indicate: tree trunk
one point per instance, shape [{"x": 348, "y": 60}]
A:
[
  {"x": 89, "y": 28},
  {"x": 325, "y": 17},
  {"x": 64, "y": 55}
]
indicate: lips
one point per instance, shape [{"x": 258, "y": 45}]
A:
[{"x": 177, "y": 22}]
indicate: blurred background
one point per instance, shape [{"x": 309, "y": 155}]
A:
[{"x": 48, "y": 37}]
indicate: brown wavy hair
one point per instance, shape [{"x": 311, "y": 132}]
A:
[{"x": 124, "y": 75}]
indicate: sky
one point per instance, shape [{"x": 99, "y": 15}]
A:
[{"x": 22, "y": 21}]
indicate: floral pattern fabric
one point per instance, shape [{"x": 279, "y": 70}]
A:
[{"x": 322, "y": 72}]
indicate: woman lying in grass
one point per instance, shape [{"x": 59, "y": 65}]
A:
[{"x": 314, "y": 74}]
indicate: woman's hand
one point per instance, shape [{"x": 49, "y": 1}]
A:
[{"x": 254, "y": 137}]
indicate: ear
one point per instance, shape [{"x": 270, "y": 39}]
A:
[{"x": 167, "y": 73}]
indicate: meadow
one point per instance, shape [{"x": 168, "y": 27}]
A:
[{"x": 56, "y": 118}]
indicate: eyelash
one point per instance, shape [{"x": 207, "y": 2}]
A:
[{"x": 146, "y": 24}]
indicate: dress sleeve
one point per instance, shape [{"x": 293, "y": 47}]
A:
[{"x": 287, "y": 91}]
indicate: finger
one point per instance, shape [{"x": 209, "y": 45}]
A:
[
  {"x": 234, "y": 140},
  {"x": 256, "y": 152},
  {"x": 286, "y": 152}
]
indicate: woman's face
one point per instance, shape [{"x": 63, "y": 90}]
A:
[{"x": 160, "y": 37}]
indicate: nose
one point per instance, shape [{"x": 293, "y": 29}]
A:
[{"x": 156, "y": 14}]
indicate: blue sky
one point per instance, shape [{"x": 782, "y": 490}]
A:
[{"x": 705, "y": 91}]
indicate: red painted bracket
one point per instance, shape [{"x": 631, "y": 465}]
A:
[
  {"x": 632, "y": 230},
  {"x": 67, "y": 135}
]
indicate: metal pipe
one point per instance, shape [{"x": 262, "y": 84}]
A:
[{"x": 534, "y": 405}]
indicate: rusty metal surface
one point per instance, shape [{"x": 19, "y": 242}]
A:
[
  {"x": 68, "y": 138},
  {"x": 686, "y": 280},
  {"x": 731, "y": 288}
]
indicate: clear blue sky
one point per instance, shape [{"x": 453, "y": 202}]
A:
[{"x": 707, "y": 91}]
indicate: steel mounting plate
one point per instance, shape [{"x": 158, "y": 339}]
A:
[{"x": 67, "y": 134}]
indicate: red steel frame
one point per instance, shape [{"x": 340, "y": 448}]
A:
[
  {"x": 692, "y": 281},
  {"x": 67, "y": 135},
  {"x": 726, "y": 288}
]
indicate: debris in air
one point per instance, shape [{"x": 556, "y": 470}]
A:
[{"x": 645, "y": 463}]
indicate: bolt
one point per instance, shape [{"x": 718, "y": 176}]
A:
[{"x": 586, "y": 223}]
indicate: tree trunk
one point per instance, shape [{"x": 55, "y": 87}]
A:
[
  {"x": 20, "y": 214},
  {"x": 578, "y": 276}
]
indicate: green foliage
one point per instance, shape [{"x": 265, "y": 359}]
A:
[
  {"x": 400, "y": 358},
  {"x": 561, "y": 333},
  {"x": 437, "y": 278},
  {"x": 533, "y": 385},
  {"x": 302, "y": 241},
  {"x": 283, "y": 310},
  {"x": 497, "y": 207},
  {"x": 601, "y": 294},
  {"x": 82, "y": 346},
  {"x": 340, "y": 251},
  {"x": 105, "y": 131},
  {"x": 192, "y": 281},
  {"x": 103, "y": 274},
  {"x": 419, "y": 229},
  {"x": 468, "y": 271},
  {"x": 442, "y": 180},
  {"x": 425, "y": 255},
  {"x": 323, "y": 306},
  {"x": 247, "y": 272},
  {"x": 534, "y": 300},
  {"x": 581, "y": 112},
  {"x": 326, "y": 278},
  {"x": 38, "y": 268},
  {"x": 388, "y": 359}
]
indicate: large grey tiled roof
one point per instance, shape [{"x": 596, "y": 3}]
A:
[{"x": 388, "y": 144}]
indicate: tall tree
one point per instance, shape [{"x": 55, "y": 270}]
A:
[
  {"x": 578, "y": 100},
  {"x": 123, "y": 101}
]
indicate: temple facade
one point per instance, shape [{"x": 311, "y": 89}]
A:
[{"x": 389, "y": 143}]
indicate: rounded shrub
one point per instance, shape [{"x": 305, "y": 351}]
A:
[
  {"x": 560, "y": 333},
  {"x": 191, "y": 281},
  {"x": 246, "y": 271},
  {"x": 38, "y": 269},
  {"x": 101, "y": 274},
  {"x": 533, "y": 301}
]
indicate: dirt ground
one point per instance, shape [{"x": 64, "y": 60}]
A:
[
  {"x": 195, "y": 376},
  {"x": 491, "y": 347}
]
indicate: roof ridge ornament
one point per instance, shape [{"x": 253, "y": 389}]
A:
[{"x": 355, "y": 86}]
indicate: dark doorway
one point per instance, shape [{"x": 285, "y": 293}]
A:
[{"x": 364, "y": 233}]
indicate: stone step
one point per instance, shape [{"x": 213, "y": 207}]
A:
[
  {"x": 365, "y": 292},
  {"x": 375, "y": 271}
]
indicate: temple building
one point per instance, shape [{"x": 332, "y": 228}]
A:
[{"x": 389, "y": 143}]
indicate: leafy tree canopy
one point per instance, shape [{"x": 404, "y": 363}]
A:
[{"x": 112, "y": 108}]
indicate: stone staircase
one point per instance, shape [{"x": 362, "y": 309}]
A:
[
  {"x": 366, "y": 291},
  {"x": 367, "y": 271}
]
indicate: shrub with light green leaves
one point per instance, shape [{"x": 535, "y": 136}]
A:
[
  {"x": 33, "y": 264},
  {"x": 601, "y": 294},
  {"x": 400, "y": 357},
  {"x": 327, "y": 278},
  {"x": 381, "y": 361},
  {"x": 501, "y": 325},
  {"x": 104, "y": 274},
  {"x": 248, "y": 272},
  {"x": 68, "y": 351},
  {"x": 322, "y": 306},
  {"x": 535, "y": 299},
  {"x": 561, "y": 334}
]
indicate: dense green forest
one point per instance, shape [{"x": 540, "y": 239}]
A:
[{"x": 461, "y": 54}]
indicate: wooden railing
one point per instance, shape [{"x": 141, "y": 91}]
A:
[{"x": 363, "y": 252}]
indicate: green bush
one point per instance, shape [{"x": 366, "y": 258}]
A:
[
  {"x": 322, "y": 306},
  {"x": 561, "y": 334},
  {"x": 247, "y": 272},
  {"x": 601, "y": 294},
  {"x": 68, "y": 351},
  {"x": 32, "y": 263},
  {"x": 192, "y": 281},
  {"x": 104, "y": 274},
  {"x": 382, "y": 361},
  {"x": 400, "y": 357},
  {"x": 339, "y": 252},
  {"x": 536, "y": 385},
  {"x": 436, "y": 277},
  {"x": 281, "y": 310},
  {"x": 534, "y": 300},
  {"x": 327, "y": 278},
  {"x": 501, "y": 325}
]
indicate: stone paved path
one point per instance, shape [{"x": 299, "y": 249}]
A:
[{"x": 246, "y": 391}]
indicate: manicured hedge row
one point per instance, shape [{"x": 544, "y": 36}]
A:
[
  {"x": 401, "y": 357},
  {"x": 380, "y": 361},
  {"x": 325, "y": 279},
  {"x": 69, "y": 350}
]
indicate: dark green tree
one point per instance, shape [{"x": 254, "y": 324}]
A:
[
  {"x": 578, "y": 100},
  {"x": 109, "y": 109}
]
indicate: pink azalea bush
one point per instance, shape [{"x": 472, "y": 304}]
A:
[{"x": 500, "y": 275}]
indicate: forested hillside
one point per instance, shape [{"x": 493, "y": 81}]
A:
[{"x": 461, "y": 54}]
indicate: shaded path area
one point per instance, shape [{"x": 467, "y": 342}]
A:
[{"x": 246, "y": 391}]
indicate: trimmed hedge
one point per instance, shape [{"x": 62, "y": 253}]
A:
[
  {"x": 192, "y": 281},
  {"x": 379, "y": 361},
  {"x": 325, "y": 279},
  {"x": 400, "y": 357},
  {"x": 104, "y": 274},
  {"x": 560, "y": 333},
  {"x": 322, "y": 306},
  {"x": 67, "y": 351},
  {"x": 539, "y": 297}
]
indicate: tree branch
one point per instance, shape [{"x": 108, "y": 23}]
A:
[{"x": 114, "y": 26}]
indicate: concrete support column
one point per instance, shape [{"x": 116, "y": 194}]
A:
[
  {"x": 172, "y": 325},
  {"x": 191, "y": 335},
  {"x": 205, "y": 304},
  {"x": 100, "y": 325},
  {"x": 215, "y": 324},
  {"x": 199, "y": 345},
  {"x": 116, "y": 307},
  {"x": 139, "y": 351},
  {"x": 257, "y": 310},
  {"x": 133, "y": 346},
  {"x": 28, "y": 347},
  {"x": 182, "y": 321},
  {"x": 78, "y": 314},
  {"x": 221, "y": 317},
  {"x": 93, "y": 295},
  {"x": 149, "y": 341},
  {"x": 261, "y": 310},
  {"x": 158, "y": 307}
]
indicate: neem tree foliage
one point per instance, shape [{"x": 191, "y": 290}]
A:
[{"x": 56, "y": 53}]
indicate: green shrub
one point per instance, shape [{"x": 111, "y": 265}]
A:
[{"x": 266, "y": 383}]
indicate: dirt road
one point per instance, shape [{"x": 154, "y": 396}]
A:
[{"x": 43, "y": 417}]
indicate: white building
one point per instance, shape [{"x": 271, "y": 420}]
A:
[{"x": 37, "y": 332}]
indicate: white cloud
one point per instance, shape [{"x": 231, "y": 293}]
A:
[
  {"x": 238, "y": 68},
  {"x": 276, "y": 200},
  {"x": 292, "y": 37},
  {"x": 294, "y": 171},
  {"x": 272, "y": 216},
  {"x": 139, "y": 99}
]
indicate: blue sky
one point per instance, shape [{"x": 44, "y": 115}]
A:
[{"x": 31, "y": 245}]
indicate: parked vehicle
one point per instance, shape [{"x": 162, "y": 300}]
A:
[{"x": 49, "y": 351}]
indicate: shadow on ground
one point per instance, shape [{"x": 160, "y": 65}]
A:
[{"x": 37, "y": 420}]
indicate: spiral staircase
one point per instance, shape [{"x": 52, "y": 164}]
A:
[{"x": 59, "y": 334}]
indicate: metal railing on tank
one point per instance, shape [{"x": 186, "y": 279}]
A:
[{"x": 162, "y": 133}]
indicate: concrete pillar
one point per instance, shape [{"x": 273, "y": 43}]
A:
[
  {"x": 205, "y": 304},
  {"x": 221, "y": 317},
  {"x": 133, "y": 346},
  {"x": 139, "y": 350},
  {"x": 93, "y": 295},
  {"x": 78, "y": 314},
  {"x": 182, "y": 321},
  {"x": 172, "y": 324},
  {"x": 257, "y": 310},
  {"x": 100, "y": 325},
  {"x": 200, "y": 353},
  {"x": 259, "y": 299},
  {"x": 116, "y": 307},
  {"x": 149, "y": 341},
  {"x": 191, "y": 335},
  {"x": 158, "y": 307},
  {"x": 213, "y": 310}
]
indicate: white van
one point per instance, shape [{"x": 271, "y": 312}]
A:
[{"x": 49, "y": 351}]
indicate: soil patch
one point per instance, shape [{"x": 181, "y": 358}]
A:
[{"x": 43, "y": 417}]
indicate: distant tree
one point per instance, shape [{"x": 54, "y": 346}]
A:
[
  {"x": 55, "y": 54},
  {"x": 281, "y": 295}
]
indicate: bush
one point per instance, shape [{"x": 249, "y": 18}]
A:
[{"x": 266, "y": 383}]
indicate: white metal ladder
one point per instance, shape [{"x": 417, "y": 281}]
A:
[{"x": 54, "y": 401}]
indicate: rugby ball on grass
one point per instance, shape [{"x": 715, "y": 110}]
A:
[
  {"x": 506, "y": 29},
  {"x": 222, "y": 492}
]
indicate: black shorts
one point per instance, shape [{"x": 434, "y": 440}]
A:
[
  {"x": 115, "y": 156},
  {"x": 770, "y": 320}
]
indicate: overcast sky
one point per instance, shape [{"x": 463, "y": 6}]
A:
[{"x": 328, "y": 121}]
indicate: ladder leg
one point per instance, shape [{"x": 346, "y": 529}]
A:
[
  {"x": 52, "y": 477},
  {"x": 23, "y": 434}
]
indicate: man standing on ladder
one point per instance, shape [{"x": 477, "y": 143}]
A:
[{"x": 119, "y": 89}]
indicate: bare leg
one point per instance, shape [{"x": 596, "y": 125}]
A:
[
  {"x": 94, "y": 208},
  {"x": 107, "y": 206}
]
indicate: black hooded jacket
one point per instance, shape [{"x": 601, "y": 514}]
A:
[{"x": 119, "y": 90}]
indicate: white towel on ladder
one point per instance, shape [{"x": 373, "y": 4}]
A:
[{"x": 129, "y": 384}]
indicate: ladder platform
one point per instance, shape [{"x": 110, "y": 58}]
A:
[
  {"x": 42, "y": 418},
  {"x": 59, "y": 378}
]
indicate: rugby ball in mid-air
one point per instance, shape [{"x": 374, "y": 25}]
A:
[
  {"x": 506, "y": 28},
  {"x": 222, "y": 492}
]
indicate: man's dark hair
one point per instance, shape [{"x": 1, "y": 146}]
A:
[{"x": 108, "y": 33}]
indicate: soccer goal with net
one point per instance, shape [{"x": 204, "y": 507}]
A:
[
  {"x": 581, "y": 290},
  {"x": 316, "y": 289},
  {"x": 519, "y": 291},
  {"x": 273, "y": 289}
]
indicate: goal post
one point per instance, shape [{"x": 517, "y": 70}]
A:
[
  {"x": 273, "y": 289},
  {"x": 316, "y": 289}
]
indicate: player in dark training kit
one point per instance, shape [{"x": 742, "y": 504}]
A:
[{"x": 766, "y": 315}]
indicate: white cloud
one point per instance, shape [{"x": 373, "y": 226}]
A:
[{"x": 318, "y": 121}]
==================================================
- DIE AUFGABE
Tausche in den Einträgen von der Zeile mit „indicate: goal post“ bis zum Schluss „white cloud“ gegen „gray cloud“ aus. Gib diese Zeilen ansonsten unverändert wieder.

- ANTWORT
indicate: goal post
one point per instance, shape [{"x": 517, "y": 70}]
A:
[
  {"x": 273, "y": 289},
  {"x": 316, "y": 289}
]
indicate: player in dark training kit
one point per instance, shape [{"x": 742, "y": 504}]
A:
[{"x": 766, "y": 315}]
indicate: gray cloud
one point per instance, shape [{"x": 373, "y": 226}]
A:
[{"x": 318, "y": 121}]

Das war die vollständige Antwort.